# Mediathek/Video: MDR SACHSEN-ANHALT HEUTE: Vehlgaster fürchten um Angler-Freiheit



## Thomas9904 (16. Dezember 2017)

Redaktionell


*Mediathek/Video: MDR SACHSEN-ANHALT HEUTE: Vehlgaster fürchten um Angler-Freiheit​*
*Ständig wird in Deutschland versucht, Angelverbote, die im Rahmen der Ausweisung der Natura2000 Gebiete nicht von der EU vorgeschrieben sind, mit dem Argument Natura2000 dennoch überall durchzusetzen. Auch in Vehlgast, in Sachsen Anhalt. Selbst der MDR wird auf die Problematik aufmerksam und berichtet im Rahmen von MDR SACHSEN-ANHALT HEUTE. Angelverein bietet Kompromiss, stellvertretender Bürgermeister spricht Klartext.*

Über 700 Angler sind direkt betroffen von geplanten Angelverboten an der unteren Havel bei Vehlgast bei Havelberg.
Als Begründung werden "seltene" brütende Vögel aufgeführt. 

Falko Geitz vom Sportfischerverein Havelberg schildert dann auch, dass solche Angelverbote ein großes Problem für den Verein wären. 
Man wäre aber auch natürlich kompromissbereit......

Auch im Ort Vehlgast selber, der auch mit vom Wassertourismus lebt, hat man Angst dass mit Natura 2000 Wassersporttouristen ausbleiben.

Dazu der stellvertretende Bürgermeister Hans-Günther Rose ganz eindeutig und klar: 
_"Wir brauchen diese Verordnung nicht. 
Wir leben seit Jahrzehnten im Einklang mit dieser Natur.
Und das hat der Natur mit Sicherheit nicht geschadet."_

(Anmerkung Red.: Stimmt wohl: Sonst würden da wohl kaum "seltene Vögel brüten")

Naturschutz "gegen" die Bewohner solle es aber nicht geben, so Behördenvertreter....

Man versuche nun, "mögliche Kompromisse auszuloten".

Auch da ging es wieder um die Brutzeit seltener Vögel, die da brüten, obwohl seit Jahrzehnten geangelt wird.

Auf jeden Fall soll mindestens ein Ufer gesperrt werden als "Kompromiss", aber noch nicht mal das sei klar, dass es dabei bleibt.

Man wolle schauen, dass weder Wasservögel noch Angler von der Havel vertrieben werden - der MDR wolle am Thema dran bleiben.

(Bildeinträge zu benannten Bereichen)
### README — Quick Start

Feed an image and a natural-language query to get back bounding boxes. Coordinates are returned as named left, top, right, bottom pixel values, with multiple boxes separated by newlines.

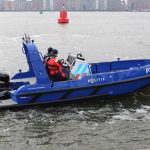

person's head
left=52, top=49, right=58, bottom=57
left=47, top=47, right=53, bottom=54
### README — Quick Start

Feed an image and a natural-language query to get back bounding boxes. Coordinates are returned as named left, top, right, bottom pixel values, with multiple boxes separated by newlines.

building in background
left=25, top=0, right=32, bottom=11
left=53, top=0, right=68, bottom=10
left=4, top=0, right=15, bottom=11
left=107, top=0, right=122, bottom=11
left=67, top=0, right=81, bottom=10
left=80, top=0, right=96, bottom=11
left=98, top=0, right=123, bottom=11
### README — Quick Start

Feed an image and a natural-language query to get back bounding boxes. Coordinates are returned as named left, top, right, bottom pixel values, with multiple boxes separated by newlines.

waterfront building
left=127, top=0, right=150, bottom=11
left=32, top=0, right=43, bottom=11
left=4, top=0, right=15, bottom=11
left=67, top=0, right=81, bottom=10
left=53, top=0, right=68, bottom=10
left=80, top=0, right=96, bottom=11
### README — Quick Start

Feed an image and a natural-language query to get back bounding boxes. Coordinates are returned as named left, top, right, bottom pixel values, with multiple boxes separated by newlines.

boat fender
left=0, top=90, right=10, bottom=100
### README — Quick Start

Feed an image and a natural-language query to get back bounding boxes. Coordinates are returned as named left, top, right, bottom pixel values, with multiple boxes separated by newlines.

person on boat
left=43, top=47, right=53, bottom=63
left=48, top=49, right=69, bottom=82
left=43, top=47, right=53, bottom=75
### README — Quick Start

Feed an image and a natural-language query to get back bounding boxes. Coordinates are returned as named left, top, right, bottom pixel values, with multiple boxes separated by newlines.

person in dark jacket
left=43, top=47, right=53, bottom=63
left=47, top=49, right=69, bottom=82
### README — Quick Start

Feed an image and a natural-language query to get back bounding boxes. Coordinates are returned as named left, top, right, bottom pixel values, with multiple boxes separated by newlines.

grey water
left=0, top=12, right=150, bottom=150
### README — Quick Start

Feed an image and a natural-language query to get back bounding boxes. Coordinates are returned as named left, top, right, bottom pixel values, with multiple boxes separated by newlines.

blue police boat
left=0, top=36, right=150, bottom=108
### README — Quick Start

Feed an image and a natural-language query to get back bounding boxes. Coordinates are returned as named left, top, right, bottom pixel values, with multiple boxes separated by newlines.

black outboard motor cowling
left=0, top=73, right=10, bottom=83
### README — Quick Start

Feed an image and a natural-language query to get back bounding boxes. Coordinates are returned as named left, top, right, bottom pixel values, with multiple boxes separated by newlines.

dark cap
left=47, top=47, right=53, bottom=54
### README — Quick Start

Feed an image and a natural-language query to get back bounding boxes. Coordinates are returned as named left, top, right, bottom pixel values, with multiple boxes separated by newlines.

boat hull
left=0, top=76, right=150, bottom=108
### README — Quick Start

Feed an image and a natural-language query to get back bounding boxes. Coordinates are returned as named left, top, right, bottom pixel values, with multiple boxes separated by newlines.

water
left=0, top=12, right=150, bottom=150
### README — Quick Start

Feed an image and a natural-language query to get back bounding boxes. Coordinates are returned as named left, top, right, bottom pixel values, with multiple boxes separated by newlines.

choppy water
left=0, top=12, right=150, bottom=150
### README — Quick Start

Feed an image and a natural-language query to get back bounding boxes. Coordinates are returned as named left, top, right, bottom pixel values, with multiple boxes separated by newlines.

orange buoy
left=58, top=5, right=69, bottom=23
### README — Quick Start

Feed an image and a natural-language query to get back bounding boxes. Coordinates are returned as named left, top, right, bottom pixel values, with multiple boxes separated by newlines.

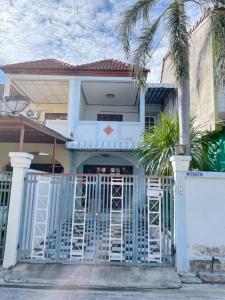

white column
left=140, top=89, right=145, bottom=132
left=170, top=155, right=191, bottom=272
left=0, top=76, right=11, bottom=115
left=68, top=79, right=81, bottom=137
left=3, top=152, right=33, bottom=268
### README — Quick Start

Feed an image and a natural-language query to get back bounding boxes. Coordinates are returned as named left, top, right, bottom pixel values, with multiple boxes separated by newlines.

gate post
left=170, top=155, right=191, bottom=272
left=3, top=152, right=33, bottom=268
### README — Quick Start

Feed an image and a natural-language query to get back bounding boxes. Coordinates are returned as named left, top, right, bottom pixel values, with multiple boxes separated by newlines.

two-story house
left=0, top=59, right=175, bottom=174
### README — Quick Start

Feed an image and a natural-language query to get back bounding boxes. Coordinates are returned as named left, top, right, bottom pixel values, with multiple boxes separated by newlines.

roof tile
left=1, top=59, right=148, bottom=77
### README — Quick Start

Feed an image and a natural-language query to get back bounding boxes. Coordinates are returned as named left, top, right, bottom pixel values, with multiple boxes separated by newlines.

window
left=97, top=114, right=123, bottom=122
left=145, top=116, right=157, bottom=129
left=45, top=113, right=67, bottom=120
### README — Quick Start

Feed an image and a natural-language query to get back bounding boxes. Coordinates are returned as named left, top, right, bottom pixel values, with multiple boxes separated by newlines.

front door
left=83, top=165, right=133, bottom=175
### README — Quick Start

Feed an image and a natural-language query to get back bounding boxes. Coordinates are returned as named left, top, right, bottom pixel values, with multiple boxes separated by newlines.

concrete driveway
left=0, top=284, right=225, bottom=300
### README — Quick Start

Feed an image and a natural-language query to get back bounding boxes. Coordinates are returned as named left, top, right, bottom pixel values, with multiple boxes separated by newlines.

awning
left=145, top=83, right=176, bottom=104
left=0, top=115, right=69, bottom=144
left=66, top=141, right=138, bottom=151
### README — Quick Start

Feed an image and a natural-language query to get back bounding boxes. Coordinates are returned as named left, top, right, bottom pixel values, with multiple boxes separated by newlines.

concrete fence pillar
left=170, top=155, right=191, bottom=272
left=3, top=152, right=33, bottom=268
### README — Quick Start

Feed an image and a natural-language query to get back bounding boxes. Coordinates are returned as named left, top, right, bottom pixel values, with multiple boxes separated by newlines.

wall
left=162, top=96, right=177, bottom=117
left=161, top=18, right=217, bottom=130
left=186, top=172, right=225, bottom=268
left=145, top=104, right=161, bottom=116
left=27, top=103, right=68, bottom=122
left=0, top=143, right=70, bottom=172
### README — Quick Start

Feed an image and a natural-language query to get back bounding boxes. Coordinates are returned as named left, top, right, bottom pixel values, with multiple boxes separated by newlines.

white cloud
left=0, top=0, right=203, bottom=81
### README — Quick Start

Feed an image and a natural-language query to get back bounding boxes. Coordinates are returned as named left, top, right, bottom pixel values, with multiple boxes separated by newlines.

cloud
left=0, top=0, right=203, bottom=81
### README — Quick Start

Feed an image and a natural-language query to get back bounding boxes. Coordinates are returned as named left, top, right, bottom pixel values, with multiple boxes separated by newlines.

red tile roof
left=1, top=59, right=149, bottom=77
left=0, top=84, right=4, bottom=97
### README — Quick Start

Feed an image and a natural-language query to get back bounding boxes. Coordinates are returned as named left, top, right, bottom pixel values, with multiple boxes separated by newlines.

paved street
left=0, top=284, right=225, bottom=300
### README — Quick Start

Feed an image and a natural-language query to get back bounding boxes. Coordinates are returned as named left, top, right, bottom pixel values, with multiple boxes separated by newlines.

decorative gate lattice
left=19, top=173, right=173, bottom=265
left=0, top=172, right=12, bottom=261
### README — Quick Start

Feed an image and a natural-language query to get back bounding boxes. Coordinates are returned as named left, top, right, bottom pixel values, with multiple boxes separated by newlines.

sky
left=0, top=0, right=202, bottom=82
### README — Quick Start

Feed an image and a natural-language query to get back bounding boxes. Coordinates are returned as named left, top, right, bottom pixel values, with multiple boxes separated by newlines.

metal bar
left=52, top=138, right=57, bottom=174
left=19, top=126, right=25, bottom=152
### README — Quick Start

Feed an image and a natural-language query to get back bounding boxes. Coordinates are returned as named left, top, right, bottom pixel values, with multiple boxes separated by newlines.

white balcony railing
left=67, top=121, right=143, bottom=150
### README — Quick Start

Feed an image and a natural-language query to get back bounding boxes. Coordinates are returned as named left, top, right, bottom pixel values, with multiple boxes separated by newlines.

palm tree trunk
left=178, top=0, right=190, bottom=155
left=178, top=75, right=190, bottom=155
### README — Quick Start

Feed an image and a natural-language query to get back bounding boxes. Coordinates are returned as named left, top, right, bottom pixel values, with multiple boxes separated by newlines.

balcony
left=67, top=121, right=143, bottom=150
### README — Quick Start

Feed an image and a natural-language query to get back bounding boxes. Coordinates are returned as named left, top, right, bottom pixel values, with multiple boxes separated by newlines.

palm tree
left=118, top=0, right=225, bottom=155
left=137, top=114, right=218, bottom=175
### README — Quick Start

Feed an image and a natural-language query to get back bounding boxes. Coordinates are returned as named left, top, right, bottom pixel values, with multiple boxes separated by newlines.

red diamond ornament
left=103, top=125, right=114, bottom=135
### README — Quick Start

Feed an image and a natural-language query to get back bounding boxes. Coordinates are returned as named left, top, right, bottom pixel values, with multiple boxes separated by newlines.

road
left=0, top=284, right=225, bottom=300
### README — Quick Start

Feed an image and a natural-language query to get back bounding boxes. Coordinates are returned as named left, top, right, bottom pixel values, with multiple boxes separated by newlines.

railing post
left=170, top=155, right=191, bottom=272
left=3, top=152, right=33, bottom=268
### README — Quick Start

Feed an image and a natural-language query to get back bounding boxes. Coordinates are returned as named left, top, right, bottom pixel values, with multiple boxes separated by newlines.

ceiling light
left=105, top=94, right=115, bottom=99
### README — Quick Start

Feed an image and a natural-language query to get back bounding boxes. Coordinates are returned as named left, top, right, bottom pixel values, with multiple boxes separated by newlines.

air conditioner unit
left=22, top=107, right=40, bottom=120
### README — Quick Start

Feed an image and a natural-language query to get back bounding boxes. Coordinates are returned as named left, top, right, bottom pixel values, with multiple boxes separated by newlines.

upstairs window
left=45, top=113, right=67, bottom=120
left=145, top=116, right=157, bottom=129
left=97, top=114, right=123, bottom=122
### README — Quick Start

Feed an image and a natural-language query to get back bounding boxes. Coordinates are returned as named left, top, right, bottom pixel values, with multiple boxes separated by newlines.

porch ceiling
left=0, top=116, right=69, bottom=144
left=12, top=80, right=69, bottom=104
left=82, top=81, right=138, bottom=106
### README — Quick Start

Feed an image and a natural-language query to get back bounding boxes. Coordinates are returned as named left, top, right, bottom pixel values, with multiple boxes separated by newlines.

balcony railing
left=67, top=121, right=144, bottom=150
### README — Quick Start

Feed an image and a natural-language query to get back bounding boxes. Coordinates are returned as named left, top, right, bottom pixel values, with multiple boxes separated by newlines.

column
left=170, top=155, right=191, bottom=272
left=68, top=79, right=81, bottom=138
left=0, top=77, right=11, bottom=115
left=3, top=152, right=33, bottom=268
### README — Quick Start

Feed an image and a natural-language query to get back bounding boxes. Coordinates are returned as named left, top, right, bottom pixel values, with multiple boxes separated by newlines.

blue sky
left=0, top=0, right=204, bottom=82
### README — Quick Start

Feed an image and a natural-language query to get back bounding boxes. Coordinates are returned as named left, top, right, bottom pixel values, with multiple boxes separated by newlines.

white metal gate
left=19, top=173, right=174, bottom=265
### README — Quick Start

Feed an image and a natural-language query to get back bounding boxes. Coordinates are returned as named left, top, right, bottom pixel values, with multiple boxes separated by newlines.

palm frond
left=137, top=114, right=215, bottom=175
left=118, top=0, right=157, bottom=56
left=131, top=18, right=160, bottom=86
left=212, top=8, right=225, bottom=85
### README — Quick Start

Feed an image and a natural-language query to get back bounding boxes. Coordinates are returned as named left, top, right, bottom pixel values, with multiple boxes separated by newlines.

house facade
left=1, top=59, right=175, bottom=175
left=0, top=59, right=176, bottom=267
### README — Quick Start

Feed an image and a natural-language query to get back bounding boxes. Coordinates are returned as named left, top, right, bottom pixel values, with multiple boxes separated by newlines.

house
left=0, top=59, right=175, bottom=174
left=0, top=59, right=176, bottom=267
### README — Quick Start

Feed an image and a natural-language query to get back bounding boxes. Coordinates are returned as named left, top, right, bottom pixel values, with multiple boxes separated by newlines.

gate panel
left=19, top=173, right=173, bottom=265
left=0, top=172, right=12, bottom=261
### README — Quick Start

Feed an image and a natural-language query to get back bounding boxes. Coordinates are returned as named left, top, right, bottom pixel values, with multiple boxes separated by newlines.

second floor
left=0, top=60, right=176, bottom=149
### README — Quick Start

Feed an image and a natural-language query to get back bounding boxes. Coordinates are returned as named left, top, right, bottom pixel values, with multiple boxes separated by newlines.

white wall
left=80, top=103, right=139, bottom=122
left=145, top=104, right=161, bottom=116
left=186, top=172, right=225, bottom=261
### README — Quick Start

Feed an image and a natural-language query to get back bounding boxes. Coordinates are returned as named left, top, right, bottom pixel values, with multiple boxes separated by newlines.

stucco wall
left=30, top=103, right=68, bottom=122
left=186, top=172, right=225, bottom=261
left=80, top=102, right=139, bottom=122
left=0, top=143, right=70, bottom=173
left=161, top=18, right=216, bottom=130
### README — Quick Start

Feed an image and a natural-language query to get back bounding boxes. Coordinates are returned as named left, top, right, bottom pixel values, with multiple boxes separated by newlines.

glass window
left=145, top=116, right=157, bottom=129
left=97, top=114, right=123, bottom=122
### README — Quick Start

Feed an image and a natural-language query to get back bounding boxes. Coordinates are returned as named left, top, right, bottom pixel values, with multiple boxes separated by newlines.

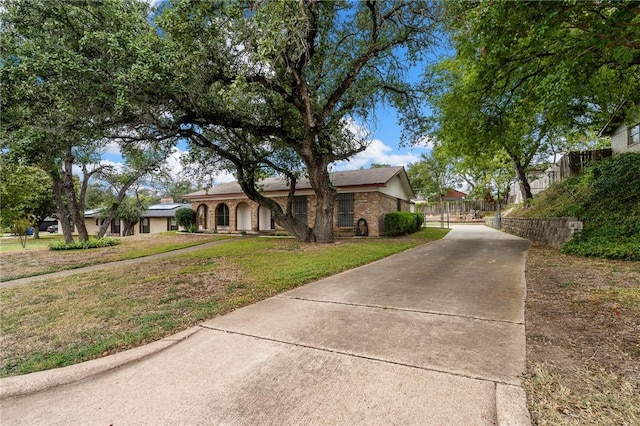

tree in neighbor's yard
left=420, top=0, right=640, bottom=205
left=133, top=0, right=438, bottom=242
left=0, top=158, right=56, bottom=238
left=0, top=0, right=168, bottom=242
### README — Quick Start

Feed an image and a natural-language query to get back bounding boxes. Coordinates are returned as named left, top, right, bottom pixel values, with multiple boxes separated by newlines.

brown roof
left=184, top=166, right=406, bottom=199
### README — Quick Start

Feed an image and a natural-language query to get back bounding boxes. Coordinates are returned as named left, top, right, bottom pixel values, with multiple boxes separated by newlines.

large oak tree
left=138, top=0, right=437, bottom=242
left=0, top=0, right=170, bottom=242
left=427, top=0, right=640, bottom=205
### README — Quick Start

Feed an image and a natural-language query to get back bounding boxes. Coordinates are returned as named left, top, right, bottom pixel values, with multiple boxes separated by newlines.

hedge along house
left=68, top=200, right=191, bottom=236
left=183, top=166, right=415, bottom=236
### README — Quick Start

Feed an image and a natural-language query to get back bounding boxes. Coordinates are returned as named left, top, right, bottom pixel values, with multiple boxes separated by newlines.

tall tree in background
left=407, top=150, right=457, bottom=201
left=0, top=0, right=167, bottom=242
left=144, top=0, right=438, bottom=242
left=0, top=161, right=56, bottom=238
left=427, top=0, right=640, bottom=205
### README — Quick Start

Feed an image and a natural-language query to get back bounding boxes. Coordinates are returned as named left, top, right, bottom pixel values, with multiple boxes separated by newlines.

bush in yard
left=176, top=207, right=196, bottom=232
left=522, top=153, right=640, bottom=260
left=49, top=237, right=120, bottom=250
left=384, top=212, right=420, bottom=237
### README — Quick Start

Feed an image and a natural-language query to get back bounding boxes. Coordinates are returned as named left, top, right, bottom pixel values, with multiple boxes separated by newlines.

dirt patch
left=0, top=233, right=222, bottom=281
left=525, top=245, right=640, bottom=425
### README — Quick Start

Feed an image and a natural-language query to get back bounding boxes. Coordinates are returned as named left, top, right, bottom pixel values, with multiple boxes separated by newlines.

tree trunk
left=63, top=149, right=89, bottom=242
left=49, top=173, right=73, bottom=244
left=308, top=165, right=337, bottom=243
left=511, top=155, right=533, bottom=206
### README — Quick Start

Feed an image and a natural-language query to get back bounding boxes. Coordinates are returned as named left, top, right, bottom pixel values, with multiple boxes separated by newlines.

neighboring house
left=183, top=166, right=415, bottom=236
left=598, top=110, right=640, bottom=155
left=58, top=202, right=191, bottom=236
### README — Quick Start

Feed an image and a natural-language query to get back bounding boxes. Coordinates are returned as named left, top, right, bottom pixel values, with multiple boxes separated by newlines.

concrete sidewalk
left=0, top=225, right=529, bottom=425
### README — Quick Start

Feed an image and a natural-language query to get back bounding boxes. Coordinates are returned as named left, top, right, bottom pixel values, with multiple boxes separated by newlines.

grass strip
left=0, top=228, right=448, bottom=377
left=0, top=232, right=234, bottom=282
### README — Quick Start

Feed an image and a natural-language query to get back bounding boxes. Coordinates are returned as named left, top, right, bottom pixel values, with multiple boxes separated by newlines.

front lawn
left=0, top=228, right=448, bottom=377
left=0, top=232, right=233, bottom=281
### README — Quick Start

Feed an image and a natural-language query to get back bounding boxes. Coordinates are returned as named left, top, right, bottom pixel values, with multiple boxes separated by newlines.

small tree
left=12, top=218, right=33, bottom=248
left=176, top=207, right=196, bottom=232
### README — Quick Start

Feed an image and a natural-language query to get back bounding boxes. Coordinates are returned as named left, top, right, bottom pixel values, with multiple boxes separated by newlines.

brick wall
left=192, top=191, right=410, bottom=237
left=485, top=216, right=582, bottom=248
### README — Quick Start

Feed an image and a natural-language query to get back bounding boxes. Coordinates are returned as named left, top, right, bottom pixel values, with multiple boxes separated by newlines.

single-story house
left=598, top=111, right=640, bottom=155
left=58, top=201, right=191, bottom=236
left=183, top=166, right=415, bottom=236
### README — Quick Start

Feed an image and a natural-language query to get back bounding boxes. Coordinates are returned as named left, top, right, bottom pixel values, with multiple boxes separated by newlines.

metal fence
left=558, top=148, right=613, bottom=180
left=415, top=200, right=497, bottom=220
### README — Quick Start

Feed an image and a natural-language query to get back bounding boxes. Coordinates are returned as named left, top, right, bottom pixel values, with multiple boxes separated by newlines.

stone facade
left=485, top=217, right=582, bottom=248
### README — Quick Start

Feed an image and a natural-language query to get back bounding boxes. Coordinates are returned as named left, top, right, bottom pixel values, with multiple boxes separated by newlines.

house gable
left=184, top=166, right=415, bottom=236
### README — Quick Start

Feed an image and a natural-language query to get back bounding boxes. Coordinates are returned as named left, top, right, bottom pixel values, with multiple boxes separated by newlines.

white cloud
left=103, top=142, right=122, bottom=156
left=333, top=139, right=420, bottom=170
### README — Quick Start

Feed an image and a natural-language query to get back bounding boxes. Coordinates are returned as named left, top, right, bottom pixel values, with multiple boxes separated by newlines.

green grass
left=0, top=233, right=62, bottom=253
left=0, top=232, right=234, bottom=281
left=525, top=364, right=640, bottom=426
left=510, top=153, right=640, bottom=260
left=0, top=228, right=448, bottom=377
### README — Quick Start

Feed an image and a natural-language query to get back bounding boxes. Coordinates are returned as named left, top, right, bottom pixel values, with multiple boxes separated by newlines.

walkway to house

**Zu erledigende Aufgaben**
A. Beantworte anhand des Textes über Vehlgast diese Fragen:
(i) Wie viele Angler sind laut Text direkt von den geplanten Angelverboten betroffen?
(ii) Von welchem Verein ist Falko Geitz?
(iii) Welches Amt hat Hans-Günther Rose inne?
B. Gib aus dem Text über Vehlgast den Abschnitt wortgetreu wieder, der bei den Worten "Falko Geitz vom" beginnt und nach den Worten "diese Verordnung nicht." endet.

**Endgültige Antworten**
A.
(i) Über 700 Angler.
(ii) Vom Sportfischerverein Havelberg.
(iii) Er ist stellvertretender Bürgermeister.

B.
Falko Geitz vom Sportfischerverein Havelberg schildert dann auch, dass solche Angelverbote ein großes Problem für den Verein wären. 
Man wäre aber auch natürlich kompromissbereit......

Auch im Ort Vehlgast selber, der auch mit vom Wassertourismus lebt, hat man Angst dass mit Natura 2000 Wassersporttouristen ausbleiben.

Dazu der stellvertretende Bürgermeister Hans-Günther Rose ganz eindeutig und klar: 
_"Wir brauchen diese Verordnung nicht.